A run of records

[START]

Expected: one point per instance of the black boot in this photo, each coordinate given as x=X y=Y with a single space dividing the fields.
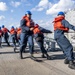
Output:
x=21 y=56
x=71 y=65
x=32 y=57
x=43 y=56
x=66 y=61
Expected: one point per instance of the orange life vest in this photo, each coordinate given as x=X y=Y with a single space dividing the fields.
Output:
x=36 y=30
x=29 y=22
x=58 y=24
x=4 y=30
x=12 y=31
x=18 y=30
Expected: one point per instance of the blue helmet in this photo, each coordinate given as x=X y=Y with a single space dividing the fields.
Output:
x=61 y=13
x=12 y=27
x=28 y=12
x=2 y=26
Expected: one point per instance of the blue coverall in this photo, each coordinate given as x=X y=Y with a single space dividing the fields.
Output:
x=63 y=42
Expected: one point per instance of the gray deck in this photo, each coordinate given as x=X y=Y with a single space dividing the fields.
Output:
x=11 y=64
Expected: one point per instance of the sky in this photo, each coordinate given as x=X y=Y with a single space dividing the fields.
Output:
x=43 y=11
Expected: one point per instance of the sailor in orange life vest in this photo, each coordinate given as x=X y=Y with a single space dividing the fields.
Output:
x=27 y=25
x=13 y=34
x=5 y=34
x=39 y=37
x=60 y=27
x=1 y=34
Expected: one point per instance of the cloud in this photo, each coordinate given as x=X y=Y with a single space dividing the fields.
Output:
x=2 y=17
x=45 y=24
x=3 y=6
x=43 y=4
x=62 y=5
x=15 y=4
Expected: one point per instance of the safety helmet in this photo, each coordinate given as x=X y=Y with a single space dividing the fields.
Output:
x=12 y=27
x=28 y=12
x=61 y=13
x=2 y=26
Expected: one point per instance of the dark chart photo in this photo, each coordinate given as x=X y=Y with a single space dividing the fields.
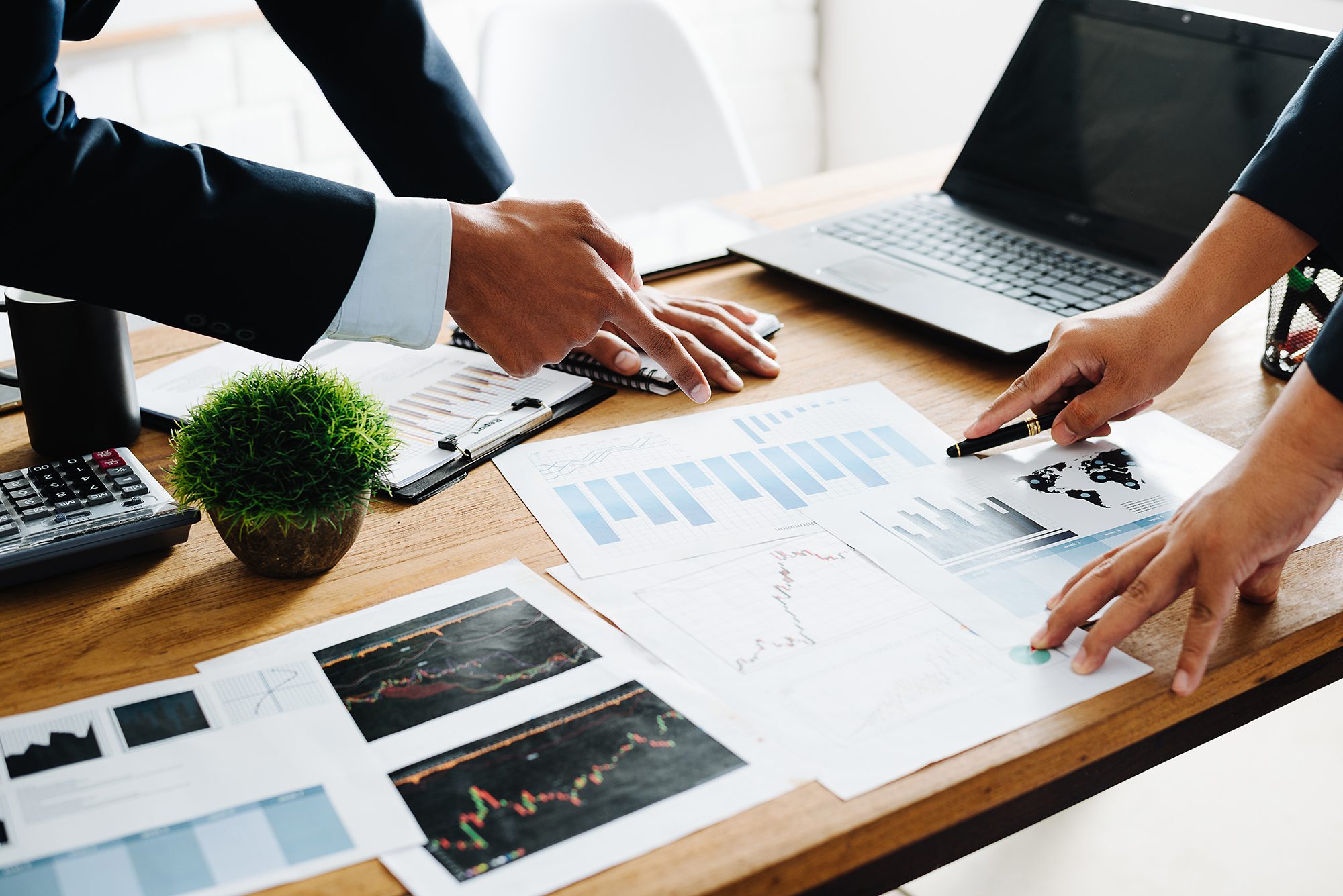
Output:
x=156 y=719
x=508 y=796
x=41 y=748
x=437 y=664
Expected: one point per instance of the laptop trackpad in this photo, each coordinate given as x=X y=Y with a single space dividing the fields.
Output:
x=874 y=274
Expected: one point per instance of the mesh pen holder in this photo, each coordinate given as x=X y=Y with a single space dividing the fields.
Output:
x=1298 y=306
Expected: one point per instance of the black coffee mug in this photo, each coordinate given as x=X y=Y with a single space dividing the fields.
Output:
x=76 y=373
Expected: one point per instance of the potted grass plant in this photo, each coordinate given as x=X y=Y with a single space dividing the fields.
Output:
x=285 y=463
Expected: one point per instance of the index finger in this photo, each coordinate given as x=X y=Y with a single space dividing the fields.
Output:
x=636 y=319
x=1031 y=389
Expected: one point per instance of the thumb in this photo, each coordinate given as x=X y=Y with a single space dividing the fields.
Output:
x=1262 y=587
x=1093 y=409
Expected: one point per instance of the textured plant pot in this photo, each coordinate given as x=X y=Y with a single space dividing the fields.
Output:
x=295 y=553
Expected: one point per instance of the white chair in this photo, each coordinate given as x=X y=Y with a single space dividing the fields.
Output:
x=608 y=101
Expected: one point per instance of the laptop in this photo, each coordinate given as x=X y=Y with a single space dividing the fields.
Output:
x=1107 y=146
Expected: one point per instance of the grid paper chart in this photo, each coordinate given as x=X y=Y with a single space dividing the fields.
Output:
x=269 y=691
x=639 y=495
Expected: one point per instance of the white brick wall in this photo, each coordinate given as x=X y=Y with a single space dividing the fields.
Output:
x=240 y=89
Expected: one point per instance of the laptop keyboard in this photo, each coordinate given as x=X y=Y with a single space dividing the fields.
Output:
x=984 y=255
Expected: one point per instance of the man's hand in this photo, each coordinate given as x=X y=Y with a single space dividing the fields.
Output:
x=715 y=333
x=531 y=281
x=1109 y=365
x=1236 y=533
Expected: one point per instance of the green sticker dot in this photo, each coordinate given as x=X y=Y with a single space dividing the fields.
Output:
x=1024 y=655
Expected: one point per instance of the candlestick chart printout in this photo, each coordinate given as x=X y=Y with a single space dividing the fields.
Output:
x=506 y=797
x=405 y=675
x=675 y=489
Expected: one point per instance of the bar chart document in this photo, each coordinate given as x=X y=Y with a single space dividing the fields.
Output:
x=663 y=491
x=206 y=785
x=836 y=660
x=532 y=741
x=992 y=542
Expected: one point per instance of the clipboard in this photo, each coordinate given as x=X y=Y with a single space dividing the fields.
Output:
x=455 y=471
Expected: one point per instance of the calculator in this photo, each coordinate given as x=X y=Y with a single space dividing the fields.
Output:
x=81 y=511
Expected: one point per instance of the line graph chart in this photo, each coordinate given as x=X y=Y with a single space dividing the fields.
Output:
x=778 y=601
x=277 y=689
x=440 y=663
x=50 y=745
x=512 y=795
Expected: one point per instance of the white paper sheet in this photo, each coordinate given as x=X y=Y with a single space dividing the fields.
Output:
x=530 y=737
x=206 y=785
x=992 y=542
x=836 y=660
x=675 y=489
x=432 y=393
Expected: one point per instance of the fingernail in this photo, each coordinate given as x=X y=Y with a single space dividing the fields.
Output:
x=1082 y=663
x=628 y=362
x=1181 y=683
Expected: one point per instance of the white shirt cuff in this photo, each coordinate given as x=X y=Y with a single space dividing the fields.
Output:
x=398 y=293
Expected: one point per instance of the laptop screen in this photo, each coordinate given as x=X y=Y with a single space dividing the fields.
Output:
x=1122 y=125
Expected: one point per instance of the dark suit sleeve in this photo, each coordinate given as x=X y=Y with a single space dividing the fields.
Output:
x=387 y=75
x=96 y=211
x=1298 y=175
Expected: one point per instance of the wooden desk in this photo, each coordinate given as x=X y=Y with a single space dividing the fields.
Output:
x=155 y=616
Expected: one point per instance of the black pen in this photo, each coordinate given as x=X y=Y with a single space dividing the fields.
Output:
x=1012 y=432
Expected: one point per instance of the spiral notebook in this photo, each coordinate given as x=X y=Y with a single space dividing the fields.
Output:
x=651 y=377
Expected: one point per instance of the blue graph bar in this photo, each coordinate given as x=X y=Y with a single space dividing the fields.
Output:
x=731 y=478
x=588 y=514
x=768 y=481
x=610 y=499
x=749 y=430
x=694 y=475
x=680 y=498
x=903 y=446
x=793 y=470
x=816 y=459
x=866 y=474
x=867 y=444
x=644 y=497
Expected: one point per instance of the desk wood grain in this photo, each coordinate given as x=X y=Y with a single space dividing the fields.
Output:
x=155 y=616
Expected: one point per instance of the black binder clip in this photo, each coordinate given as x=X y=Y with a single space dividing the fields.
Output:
x=492 y=432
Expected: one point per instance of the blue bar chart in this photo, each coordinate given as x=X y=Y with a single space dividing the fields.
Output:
x=707 y=482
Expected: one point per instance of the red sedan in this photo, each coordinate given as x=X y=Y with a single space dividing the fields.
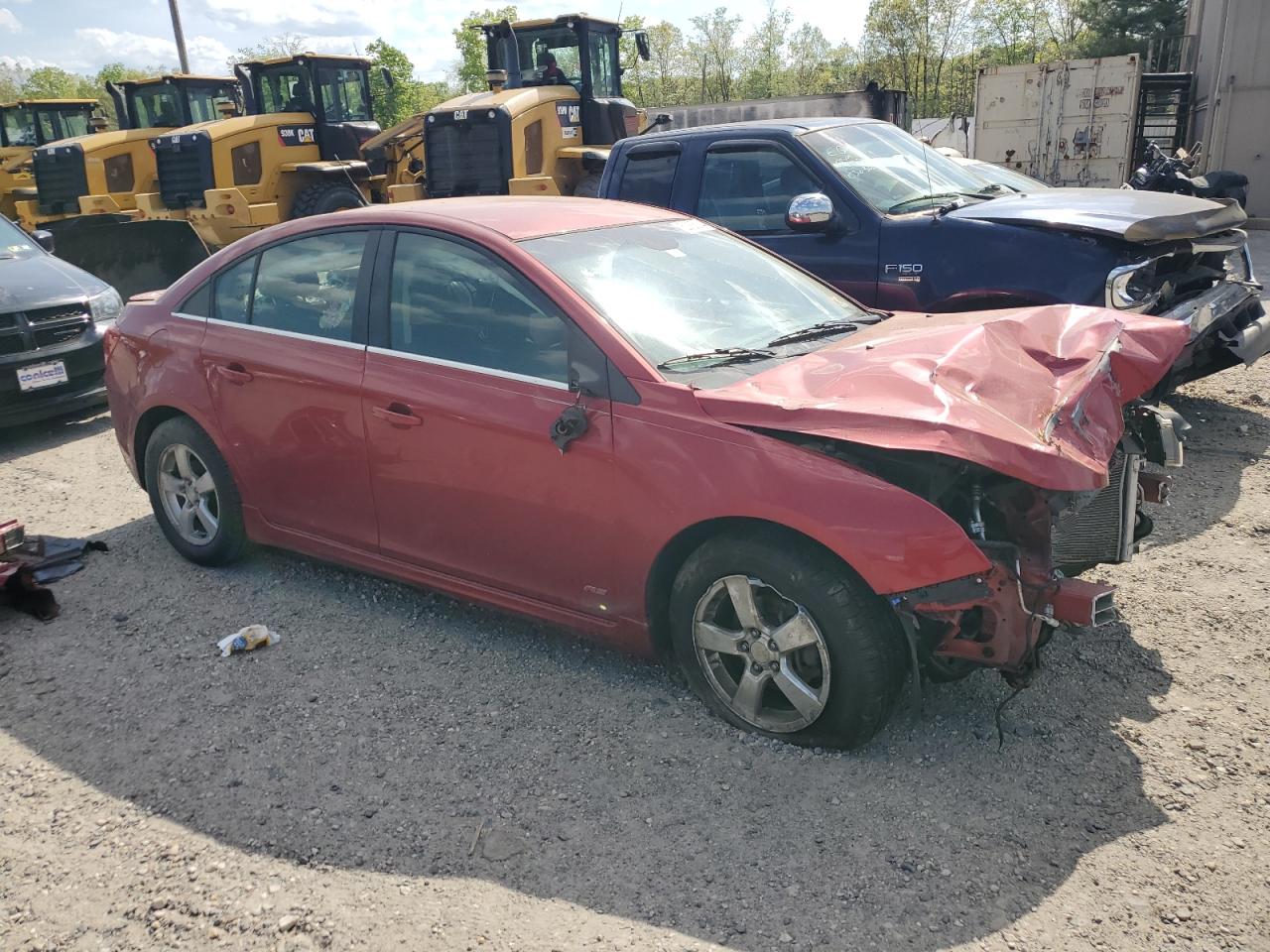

[END]

### [Requirement]
Please copy out every item above word for word, leaving the pictures out of your answer.

### [Result of the task]
Expected: one point per instance of the black boot in this photo, each coordinate given as x=X y=Y with a single space dividing the fields.
Output:
x=21 y=56
x=71 y=65
x=32 y=57
x=43 y=56
x=66 y=61
Expected: one point per instance of the orange life vest in this photo, each coordinate given as x=X y=Y with a single space dividing the fields.
Output:
x=36 y=30
x=29 y=22
x=58 y=24
x=4 y=30
x=12 y=31
x=18 y=30
Expected: one point per instance of the blue helmet in this photo, each coordinate given as x=X y=Y with a single space dividing the fields.
Output:
x=61 y=13
x=12 y=27
x=28 y=12
x=2 y=26
Expected: one point per instance of the blue coverall in this photo, each coordinate given as x=X y=Y with a single space dividing the fields.
Output:
x=63 y=42
Expected: one point per instance of the gray deck in this photo, each coordinate given as x=X y=Y with a single space dividing the fields.
Output:
x=11 y=64
Expected: one point per instance of the sky in this photo, each coordinate given as x=X y=Y with a single space dividing the fields.
Output:
x=43 y=11
Expected: one point per instance of the sailor in orange life vest in this photo, each coordinate given as x=X y=Y with a single space dividing the fields.
Output:
x=27 y=25
x=13 y=34
x=5 y=34
x=39 y=37
x=60 y=27
x=1 y=34
Expected: one point per instance of the cloud in this photo, each coordinate given as x=X y=Y with a single space dividing the fields.
Output:
x=2 y=17
x=45 y=24
x=3 y=6
x=43 y=4
x=62 y=5
x=15 y=4
Expected: one point per instance of the safety helmet in this photo, each coordinate given as x=X y=Y with a single space dividing the fields.
Output:
x=12 y=27
x=28 y=12
x=61 y=13
x=2 y=26
Expected: one point per instance of the dark chart photo in this photo, each coordinate given as x=X y=Y with a single space dividing the fields.
Output:
x=156 y=719
x=508 y=796
x=41 y=748
x=437 y=664
Expected: one point per instance of the laptop trackpad in this photo, each coordinate given as x=X y=Y with a single space dividing the fields.
Output:
x=874 y=274
Expected: one point per instance of the mesh pen holder in this photo, each coordinate given as x=X y=Y with a single space dividing the fields.
Output:
x=1298 y=306
Expected: one point per instance of the black coffee mug in this photo, each coordinate given as x=X y=Y with a single space dividing the fields.
Output:
x=76 y=373
Expected: one point per instance of the potted grass plant in this photo, each coordinate given as x=X y=Y with a single space dividing the fields.
Output:
x=285 y=463
Expected: one point per instance of the index finger in this photo, each coordinate given as x=X y=Y with a single space dividing the fields.
Output:
x=636 y=319
x=1031 y=389
Expected: one point per instance of the thumb in this photo, each coordinate given as x=X y=Y with a single space dividing the fields.
Output:
x=1262 y=587
x=1093 y=409
Expected: one point per instance of the textured plant pot in this photo, each coordinate given as x=X y=Y with a single space dividing the fields.
Output:
x=295 y=553
Expected: one point per instance of the white chair in this photo, each coordinate given as x=X y=Y with a single space dividing the fields.
Output:
x=608 y=101
Expected: one point per instance of the laptop in this photo, each coordinate given as x=X y=Y with a single space dividing the fields.
Output:
x=1107 y=146
Expected: one point per instance of the grid paper chart in this photo, each coordinate given as x=X y=Y with a single space dividing the fields.
Output:
x=269 y=691
x=639 y=495
Expected: one point per instance of the white brick wall in this photo, each coordinate given as x=X y=Y with a single space dividing the fields.
Output:
x=240 y=89
Expected: one point per instance of the laptop keyboard in this photo, each coordinate given as x=X y=Y with a single space dividing the fields.
Output:
x=984 y=255
Expected: one point per instance of the man's hand in this photo, each coordinate given as x=X y=Y with a single space dividing the fields.
Output:
x=715 y=333
x=531 y=281
x=1109 y=365
x=1236 y=533
Expected: one point per instance of the green sticker dot in this photo, each coordinate given as x=X y=Y with a single space dividing the fields.
Output:
x=1024 y=655
Expected: one point per instance of the candlestick chart printout in this photo, each coordinate given as x=X y=Y with a single space dividing the fields.
Output:
x=506 y=797
x=405 y=675
x=675 y=489
Expected: one point per instance of the bar chart document in this photo, each coordinate given as x=X y=Y with a single space dividing the fields.
Output:
x=663 y=491
x=206 y=785
x=836 y=660
x=532 y=741
x=992 y=542
Expected: one point per instance of the clipboard in this photo, each coordinate given as x=X y=Y with a single space dividing the fields.
Output:
x=455 y=471
Expected: one point per instance of the calculator in this photo, each coordinate given as x=X y=Y with a single space dividing the fields.
Output:
x=81 y=511
Expected: one point per instance of the line graph chart in this photo, each coordinate given as x=X y=Y with a single space dividing the fields.
Output:
x=778 y=601
x=277 y=689
x=440 y=663
x=50 y=745
x=512 y=795
Expected: one point per instance of the white paper sheet in this photo, each coordinate given as x=X y=Y with a single space dividing the fields.
Output:
x=530 y=737
x=206 y=785
x=992 y=542
x=836 y=660
x=675 y=489
x=432 y=393
Expected: one point per instance of the fingernail in this photo, each coordinate given as x=X y=Y with a single space dividing the fields.
Output:
x=1082 y=663
x=628 y=362
x=1181 y=683
Expected: one point per instance of the white shirt cuff in this photo, each coordinate given as x=X y=Y with a single space dividing the fields.
Output:
x=398 y=293
Expected: one point per instance of the laptop screen in this photo, each coordinate given as x=X y=Y with a single space dividing the fields.
Output:
x=1122 y=125
Expected: one point per instance of the dark suit sleeve in this photo, each coordinate given as x=X y=Y with a single space dividing the fields.
Output:
x=387 y=75
x=96 y=211
x=1298 y=175
Expected: one point per instance of the wooden desk in this photo, each coordinate given as x=X y=Y with a single space dividing the fields.
Output:
x=155 y=616
Expected: one point per instance of the black pen in this photo, each coordinate given as x=X y=Y with a single space dividing the fields.
Output:
x=1012 y=432
Expected: one point per instance of the spiral notebook in this photo, each coordinate given as x=X y=Y with a single space dividing the fields.
Output:
x=651 y=377
Expected: one point per instance of the blue graph bar in this photo, each coordinate given as x=X y=Y with a single space dividing the fields.
Output:
x=731 y=478
x=588 y=514
x=768 y=481
x=610 y=499
x=749 y=430
x=694 y=475
x=680 y=498
x=903 y=446
x=793 y=470
x=816 y=459
x=866 y=474
x=867 y=444
x=644 y=497
Expected: one point per instance of the desk wood grain in this photo, each coordinate given as x=X y=Y with a single space dividing the fields.
Output:
x=155 y=616
Expected: one point per instance of the black binder clip in this photo, each coordinate given as x=X y=Y with a single space dividing the fields.
Output:
x=492 y=432
Expected: one point per instance of the blue bar chart in this photo, each coordinate given as x=X y=Y with a single space dividing the fields.
Output:
x=707 y=482
Expected: one point per instance of the red sedan in this photo, each coordinate given as x=X y=Y with a single space dividing the fields.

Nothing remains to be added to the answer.